-- TEXT TO READ start --
Combining Sturm's result with Theorem~\ref{TheAPM:1}, we immediately deduce the main contribution of this section.
\begin{thm}{\bf (Convergence rate of alternating projections for SDP)}
\label{TheAPM:1}
Given an affine subspace
$\mathcal{V}$ of $\mathcal{S}^n$, 
consider the semi-definite feasibility problem:
\begin{equation*}
\textrm{ find some matrix}\quad X\in \mathcal{V}\cap\mathcal{S}^n_+.
\end{equation*}
Letting $\{X_k,Y_k\}$ be the sequence of iterates generated by the method of alternating projections,
exactly one of the following two situations holds:
 \begin{itemize}
 \item[{\rm (1)}] The iterates $\{X_k\}$ and  $\{Y_k\}$ are unbounded in norm, in which case the displacement vector $\disp(\mathcal{V},\mathcal{S}^n_+)$ is not attained.
 \item[{\rm (2)}] There exist matrices $\bar{X}$ and $\bar{Y}$ satisfying $X_k \to \bar{X}$ and $Y_k \to \bar{Y}$, with $\bar{X}-\bar{Y}=\disp(\mathcal{V},\mathcal{S}^n_+)$.
-- TEXT TO READ end --
Reproduce the alternating projections passage from "Combining Sturm's result" down to "is not attained.", with every word, symbol and line break kept unchanged.
-- PROVIDED INFORMATION start --
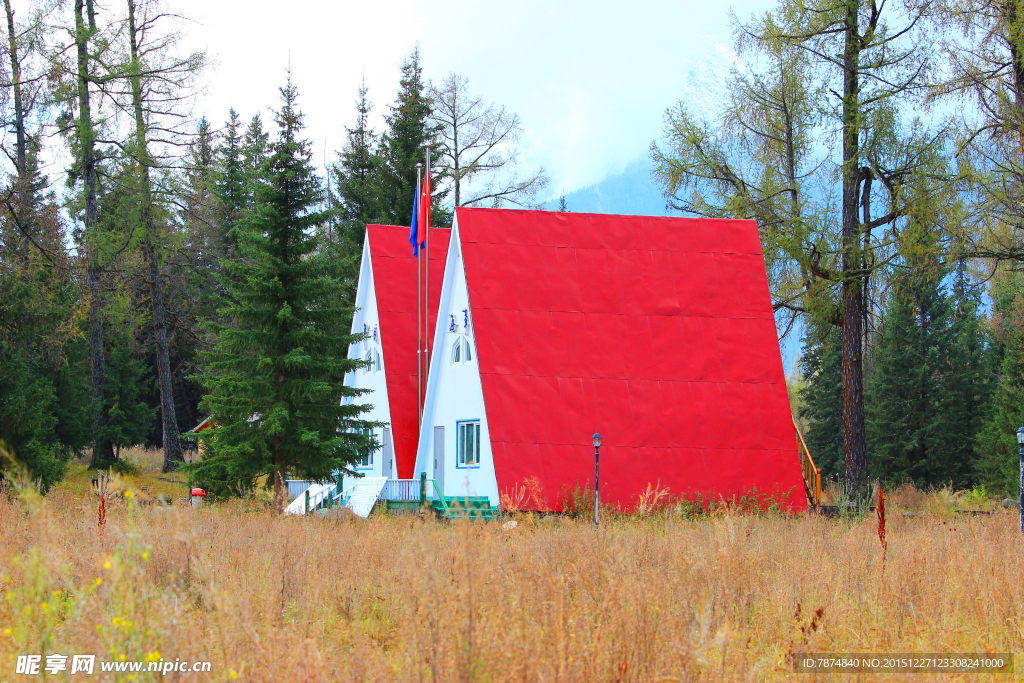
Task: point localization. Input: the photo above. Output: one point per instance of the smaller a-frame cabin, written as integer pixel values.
(658, 333)
(386, 312)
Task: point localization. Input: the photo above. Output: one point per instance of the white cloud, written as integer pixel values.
(590, 80)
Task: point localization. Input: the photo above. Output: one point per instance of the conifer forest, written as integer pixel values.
(159, 267)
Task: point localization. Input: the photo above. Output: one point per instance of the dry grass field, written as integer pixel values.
(723, 597)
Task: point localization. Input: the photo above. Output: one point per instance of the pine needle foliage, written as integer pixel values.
(275, 375)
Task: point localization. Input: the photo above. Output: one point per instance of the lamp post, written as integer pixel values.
(597, 472)
(1020, 442)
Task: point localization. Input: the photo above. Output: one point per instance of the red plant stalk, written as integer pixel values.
(881, 510)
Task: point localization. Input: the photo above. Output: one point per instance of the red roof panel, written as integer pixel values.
(394, 284)
(656, 332)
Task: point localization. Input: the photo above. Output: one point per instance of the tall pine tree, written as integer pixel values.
(275, 375)
(930, 382)
(402, 146)
(821, 397)
(997, 458)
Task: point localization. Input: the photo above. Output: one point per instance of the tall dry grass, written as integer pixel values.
(269, 598)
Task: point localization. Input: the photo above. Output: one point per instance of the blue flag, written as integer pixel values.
(414, 232)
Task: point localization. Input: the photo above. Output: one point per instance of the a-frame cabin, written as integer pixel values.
(657, 333)
(386, 311)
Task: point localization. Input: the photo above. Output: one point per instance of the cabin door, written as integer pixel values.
(387, 465)
(439, 458)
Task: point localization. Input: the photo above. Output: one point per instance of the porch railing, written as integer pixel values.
(401, 489)
(812, 475)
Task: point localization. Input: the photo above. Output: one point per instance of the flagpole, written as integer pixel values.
(419, 325)
(426, 284)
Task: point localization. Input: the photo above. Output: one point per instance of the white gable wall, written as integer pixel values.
(455, 392)
(366, 314)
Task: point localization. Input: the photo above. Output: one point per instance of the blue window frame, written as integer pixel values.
(468, 443)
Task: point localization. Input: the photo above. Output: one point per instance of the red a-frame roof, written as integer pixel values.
(394, 284)
(658, 333)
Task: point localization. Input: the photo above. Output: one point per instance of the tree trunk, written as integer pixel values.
(173, 457)
(1018, 68)
(15, 71)
(854, 435)
(102, 453)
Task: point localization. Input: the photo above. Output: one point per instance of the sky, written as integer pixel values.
(589, 80)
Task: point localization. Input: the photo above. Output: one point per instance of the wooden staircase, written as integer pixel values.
(812, 475)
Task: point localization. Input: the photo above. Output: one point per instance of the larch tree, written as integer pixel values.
(829, 210)
(275, 375)
(159, 82)
(478, 148)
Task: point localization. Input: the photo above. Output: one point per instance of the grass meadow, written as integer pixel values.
(720, 597)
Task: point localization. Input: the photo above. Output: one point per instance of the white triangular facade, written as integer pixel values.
(381, 462)
(455, 442)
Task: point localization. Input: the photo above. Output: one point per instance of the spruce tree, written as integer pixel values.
(402, 145)
(930, 382)
(129, 418)
(255, 150)
(997, 465)
(276, 372)
(355, 195)
(905, 389)
(229, 185)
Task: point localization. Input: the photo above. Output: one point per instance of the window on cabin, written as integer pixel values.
(461, 351)
(469, 443)
(365, 452)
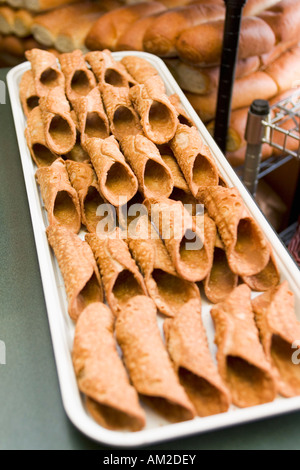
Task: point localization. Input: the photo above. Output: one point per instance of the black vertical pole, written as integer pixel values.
(234, 9)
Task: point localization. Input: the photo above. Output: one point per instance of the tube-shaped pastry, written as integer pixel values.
(154, 176)
(60, 129)
(79, 80)
(107, 70)
(120, 275)
(78, 268)
(247, 249)
(84, 180)
(188, 348)
(267, 278)
(279, 333)
(122, 117)
(147, 361)
(28, 95)
(183, 117)
(181, 191)
(36, 142)
(221, 281)
(194, 158)
(159, 118)
(140, 69)
(60, 198)
(168, 291)
(101, 376)
(91, 117)
(117, 181)
(190, 248)
(46, 72)
(242, 363)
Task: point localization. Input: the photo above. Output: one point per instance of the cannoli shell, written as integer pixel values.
(140, 69)
(102, 378)
(60, 198)
(28, 95)
(188, 348)
(247, 249)
(194, 158)
(159, 118)
(84, 181)
(280, 332)
(154, 176)
(121, 277)
(107, 70)
(269, 277)
(192, 258)
(221, 281)
(36, 142)
(117, 181)
(242, 363)
(78, 268)
(148, 363)
(122, 117)
(60, 129)
(91, 117)
(165, 287)
(79, 80)
(46, 72)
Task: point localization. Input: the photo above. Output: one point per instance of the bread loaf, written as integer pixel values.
(202, 44)
(106, 32)
(161, 37)
(205, 80)
(285, 71)
(284, 19)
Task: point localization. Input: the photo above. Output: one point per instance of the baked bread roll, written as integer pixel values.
(160, 38)
(78, 268)
(151, 370)
(60, 198)
(105, 33)
(205, 80)
(110, 398)
(284, 19)
(133, 38)
(202, 44)
(242, 363)
(188, 348)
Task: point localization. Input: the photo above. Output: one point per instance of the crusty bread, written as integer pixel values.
(258, 85)
(276, 52)
(202, 44)
(105, 33)
(44, 5)
(284, 19)
(205, 80)
(23, 23)
(132, 39)
(45, 28)
(161, 37)
(285, 70)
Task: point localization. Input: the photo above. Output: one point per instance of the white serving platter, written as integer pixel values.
(62, 328)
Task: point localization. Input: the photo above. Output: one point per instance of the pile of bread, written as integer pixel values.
(136, 144)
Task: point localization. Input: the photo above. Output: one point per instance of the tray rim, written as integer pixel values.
(58, 334)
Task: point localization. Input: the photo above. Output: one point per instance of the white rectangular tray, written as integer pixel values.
(62, 328)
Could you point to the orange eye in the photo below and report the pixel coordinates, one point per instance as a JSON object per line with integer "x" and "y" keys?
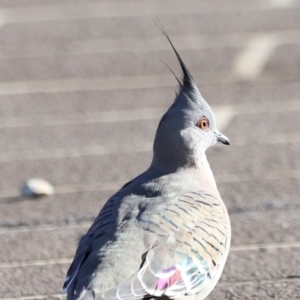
{"x": 203, "y": 124}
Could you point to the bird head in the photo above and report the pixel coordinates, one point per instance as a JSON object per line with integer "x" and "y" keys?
{"x": 188, "y": 127}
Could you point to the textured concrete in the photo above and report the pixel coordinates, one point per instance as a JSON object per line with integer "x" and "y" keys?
{"x": 70, "y": 71}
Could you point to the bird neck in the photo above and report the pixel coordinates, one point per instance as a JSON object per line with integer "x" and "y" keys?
{"x": 197, "y": 166}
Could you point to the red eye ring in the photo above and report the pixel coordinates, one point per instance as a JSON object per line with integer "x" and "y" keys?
{"x": 203, "y": 124}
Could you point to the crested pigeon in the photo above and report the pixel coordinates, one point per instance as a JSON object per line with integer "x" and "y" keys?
{"x": 166, "y": 233}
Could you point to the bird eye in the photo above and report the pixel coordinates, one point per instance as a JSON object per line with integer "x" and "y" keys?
{"x": 203, "y": 124}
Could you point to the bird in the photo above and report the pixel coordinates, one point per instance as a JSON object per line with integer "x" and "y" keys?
{"x": 166, "y": 233}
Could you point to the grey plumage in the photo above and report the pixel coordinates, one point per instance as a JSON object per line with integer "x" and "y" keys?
{"x": 165, "y": 233}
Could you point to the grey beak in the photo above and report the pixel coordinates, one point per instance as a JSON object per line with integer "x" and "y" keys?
{"x": 222, "y": 138}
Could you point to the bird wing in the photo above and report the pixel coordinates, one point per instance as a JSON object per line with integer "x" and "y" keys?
{"x": 104, "y": 225}
{"x": 187, "y": 243}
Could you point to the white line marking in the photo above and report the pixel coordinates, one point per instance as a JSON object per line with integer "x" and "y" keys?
{"x": 36, "y": 297}
{"x": 258, "y": 282}
{"x": 252, "y": 60}
{"x": 85, "y": 84}
{"x": 236, "y": 248}
{"x": 281, "y": 3}
{"x": 78, "y": 152}
{"x": 84, "y": 118}
{"x": 78, "y": 11}
{"x": 128, "y": 44}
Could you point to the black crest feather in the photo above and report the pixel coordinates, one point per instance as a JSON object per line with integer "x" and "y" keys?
{"x": 187, "y": 77}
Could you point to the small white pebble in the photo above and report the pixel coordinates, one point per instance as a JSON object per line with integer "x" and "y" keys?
{"x": 35, "y": 187}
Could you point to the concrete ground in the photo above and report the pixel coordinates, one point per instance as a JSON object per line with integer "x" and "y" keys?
{"x": 82, "y": 88}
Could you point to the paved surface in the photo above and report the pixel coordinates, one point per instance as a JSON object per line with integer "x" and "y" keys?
{"x": 82, "y": 89}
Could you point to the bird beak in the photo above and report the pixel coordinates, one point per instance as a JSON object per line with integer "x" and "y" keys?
{"x": 222, "y": 138}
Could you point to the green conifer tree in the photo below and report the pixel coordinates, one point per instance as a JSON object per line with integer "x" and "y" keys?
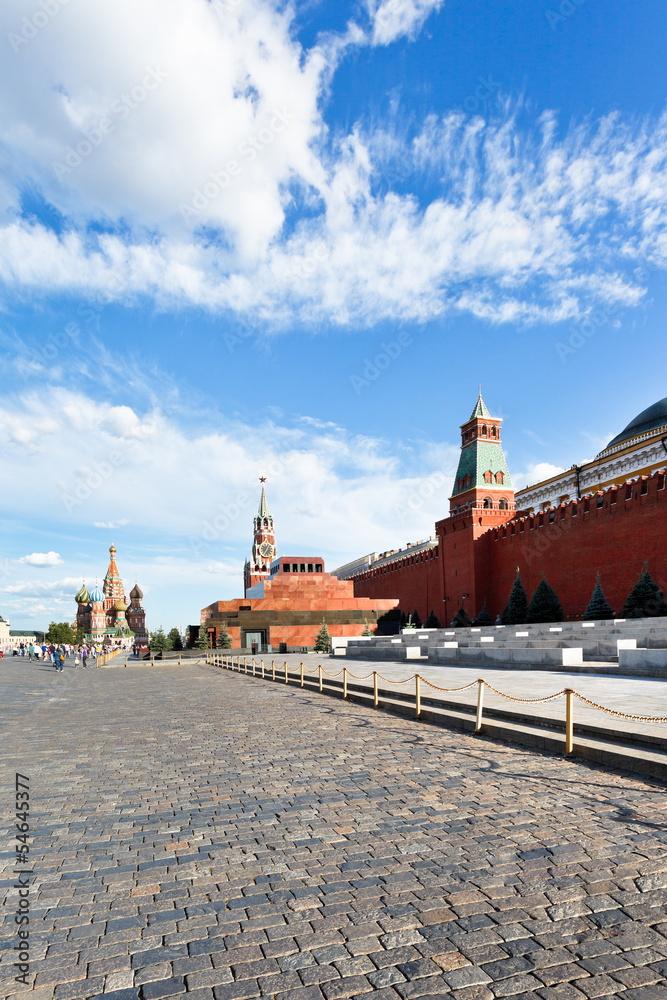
{"x": 323, "y": 639}
{"x": 544, "y": 604}
{"x": 203, "y": 640}
{"x": 224, "y": 638}
{"x": 484, "y": 618}
{"x": 598, "y": 609}
{"x": 645, "y": 600}
{"x": 517, "y": 605}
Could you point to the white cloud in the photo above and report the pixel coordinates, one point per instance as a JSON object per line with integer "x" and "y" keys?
{"x": 525, "y": 224}
{"x": 211, "y": 478}
{"x": 42, "y": 559}
{"x": 393, "y": 19}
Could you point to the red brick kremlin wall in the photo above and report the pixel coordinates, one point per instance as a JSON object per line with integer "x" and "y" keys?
{"x": 612, "y": 532}
{"x": 415, "y": 580}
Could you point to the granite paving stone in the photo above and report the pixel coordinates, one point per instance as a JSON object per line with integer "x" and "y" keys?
{"x": 202, "y": 833}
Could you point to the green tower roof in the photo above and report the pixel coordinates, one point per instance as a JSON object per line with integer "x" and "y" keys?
{"x": 480, "y": 408}
{"x": 263, "y": 506}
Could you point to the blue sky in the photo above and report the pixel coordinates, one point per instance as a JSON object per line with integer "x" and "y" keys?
{"x": 241, "y": 238}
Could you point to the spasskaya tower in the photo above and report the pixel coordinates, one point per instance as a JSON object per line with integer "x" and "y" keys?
{"x": 264, "y": 549}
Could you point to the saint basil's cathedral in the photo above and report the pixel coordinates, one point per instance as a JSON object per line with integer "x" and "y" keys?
{"x": 104, "y": 613}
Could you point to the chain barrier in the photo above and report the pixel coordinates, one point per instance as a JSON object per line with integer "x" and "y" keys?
{"x": 568, "y": 693}
{"x": 620, "y": 715}
{"x": 450, "y": 690}
{"x": 526, "y": 701}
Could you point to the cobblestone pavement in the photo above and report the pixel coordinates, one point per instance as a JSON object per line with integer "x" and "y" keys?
{"x": 199, "y": 832}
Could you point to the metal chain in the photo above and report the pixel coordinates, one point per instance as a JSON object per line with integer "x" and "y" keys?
{"x": 508, "y": 697}
{"x": 620, "y": 715}
{"x": 450, "y": 690}
{"x": 388, "y": 681}
{"x": 531, "y": 701}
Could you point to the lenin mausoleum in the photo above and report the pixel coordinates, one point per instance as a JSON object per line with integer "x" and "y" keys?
{"x": 287, "y": 598}
{"x": 608, "y": 516}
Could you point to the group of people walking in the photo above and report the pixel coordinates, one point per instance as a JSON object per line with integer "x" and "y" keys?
{"x": 58, "y": 653}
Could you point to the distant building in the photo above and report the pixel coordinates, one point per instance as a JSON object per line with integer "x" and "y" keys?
{"x": 4, "y": 633}
{"x": 105, "y": 615}
{"x": 287, "y": 598}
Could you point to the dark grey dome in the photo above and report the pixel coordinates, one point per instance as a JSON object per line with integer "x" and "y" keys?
{"x": 648, "y": 420}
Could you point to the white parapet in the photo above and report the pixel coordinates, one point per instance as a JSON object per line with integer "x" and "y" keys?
{"x": 642, "y": 659}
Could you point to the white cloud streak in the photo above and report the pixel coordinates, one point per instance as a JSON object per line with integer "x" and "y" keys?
{"x": 194, "y": 188}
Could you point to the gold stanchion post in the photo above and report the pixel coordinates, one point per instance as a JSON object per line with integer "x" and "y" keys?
{"x": 480, "y": 700}
{"x": 569, "y": 721}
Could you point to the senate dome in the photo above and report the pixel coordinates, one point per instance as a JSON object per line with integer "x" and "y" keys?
{"x": 649, "y": 420}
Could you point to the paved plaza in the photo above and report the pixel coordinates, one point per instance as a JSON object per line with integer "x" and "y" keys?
{"x": 201, "y": 832}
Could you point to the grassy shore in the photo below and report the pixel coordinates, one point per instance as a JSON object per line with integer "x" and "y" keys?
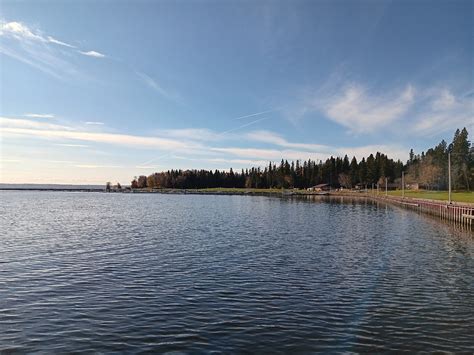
{"x": 437, "y": 195}
{"x": 467, "y": 197}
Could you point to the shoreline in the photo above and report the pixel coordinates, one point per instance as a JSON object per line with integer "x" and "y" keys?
{"x": 459, "y": 212}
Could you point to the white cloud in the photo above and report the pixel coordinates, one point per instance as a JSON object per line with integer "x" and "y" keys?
{"x": 93, "y": 54}
{"x": 92, "y": 166}
{"x": 42, "y": 52}
{"x": 361, "y": 112}
{"x": 72, "y": 145}
{"x": 94, "y": 123}
{"x": 55, "y": 41}
{"x": 38, "y": 115}
{"x": 15, "y": 123}
{"x": 273, "y": 138}
{"x": 148, "y": 80}
{"x": 22, "y": 32}
{"x": 53, "y": 131}
{"x": 444, "y": 113}
{"x": 19, "y": 31}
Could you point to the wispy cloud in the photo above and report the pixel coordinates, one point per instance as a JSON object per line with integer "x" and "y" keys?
{"x": 43, "y": 52}
{"x": 273, "y": 138}
{"x": 258, "y": 113}
{"x": 152, "y": 83}
{"x": 444, "y": 112}
{"x": 93, "y": 166}
{"x": 92, "y": 123}
{"x": 22, "y": 32}
{"x": 38, "y": 115}
{"x": 92, "y": 54}
{"x": 6, "y": 122}
{"x": 51, "y": 131}
{"x": 71, "y": 145}
{"x": 362, "y": 112}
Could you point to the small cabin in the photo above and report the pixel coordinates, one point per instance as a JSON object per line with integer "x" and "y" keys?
{"x": 319, "y": 187}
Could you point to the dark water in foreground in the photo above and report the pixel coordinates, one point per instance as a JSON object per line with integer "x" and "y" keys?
{"x": 138, "y": 272}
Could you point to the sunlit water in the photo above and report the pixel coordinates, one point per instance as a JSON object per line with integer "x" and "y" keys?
{"x": 137, "y": 272}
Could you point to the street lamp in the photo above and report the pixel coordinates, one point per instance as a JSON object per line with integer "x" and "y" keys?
{"x": 450, "y": 148}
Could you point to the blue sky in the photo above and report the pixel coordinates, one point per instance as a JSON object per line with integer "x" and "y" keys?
{"x": 95, "y": 91}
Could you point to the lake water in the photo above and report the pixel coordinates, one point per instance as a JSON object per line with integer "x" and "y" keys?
{"x": 194, "y": 273}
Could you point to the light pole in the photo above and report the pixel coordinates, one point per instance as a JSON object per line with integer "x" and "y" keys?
{"x": 449, "y": 176}
{"x": 403, "y": 184}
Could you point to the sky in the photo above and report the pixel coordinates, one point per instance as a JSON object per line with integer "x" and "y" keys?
{"x": 96, "y": 91}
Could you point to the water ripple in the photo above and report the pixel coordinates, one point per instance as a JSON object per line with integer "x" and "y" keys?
{"x": 89, "y": 272}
-- PROVIDED INFORMATION end --
--- RESULT ---
Combining Sturm's result with Theorem~\ref{TheAPM:1}, we immediately deduce the main contribution of this section.
\begin{thm}{\bf (Convergence rate of alternating projections for SDP)}
\label{TheAPM:1}
Given an affine subspace
$\mathcal{V}$ of $\mathcal{S}^n$, 
consider the semi-definite feasibility problem:
\begin{equation*}
\textrm{ find some matrix}\quad X\in \mathcal{V}\cap\mathcal{S}^n_+.
\end{equation*}
Letting $\{X_k,Y_k\}$ be the sequence of iterates generated by the method of alternating projections,
exactly one of the following two situations holds:
 \begin{itemize}
 \item[{\rm (1)}] The iterates $\{X_k\}$ and  $\{Y_k\}$ are unbounded in norm, in which case the displacement vector $\disp(\mathcal{V},\mathcal{S}^n_+)$ is not attained.